§ Instruction:
Are you able to retype all the records below exactly?

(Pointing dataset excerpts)
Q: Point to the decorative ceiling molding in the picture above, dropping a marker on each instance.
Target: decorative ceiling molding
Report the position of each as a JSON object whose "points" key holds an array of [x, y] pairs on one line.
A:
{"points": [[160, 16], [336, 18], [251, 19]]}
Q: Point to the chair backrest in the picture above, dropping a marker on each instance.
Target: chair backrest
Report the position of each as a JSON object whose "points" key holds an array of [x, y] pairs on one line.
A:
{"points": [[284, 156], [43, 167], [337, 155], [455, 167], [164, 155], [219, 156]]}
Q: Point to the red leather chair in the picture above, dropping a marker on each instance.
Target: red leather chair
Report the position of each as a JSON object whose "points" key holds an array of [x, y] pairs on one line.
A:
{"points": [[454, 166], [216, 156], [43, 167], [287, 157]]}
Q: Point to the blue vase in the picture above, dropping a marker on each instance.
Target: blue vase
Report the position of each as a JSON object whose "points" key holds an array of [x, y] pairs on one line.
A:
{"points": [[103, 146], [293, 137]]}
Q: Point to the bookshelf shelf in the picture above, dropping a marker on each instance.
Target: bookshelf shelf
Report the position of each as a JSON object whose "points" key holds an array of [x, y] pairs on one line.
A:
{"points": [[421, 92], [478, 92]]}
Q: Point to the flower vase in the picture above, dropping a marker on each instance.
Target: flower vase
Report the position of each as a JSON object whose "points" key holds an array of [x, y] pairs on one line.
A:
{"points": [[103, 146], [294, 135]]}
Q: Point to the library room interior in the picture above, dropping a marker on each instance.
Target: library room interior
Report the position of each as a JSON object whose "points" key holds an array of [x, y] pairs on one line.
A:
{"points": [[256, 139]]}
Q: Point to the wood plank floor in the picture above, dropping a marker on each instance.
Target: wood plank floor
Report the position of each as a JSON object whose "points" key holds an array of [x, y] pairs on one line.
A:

§ Response to this task:
Q: Point to the decorative ceiling molding in the picture above, dropping a marker on each instance.
Target: decorative ceiling molding
Report the position of each as a JSON object whose "points" key holds an array of [x, y] pairs on one line.
A:
{"points": [[160, 16], [336, 18], [251, 19]]}
Q: Point to the chair backrest in the picture above, dropping a marker on each instance.
Target: chair backrest
Report the position of each as a JSON object whose "points" key holds an array of [x, y] pairs on one line.
A:
{"points": [[284, 156], [43, 167], [337, 155], [455, 167], [164, 155], [219, 156]]}
Q: Point to the red leather chair in the picture above, dropping a marker on each instance.
Target: red leather chair
Report the position of each as a JSON object whose "points" key holds an array of [x, y] pairs on one line.
A:
{"points": [[454, 166], [216, 156], [43, 167], [287, 157]]}
Q: Point to the blue vase in the picture above, dropping a marker on each instance.
Target: blue vase
Report the position of each as a JSON object whose "points" key holds an array of [x, y] pairs on one line.
A:
{"points": [[103, 146], [293, 137]]}
Q: Point to the bookshelf shelf in the picture above, dropping a marker on each instance.
Target: bookshelf shelf
Report the position of each as a JSON object whose "points" key holds an array of [x, y] pairs on one line.
A:
{"points": [[421, 92], [478, 92]]}
Q: Point to the flower vase in the picture above, dropping a marker on each instance.
Target: flower vase
Report the position of each as a JSON object whose "points" key holds an array of [x, y] pairs on one line.
A:
{"points": [[103, 146], [294, 135]]}
Q: Point to the library room interior in the picture above, dropping a marker on each instance.
Target: library room interior
Report the position of each as a JSON object whose "points" key holds an array of [x, y] pairs on one line.
A:
{"points": [[256, 139]]}
Q: Point to the wood plank floor in the picture above, dropping a marker on each instance.
Target: wood plank floor
Report the position of each as a JSON object whose "points" key holds an array of [x, y] pairs on one line.
A:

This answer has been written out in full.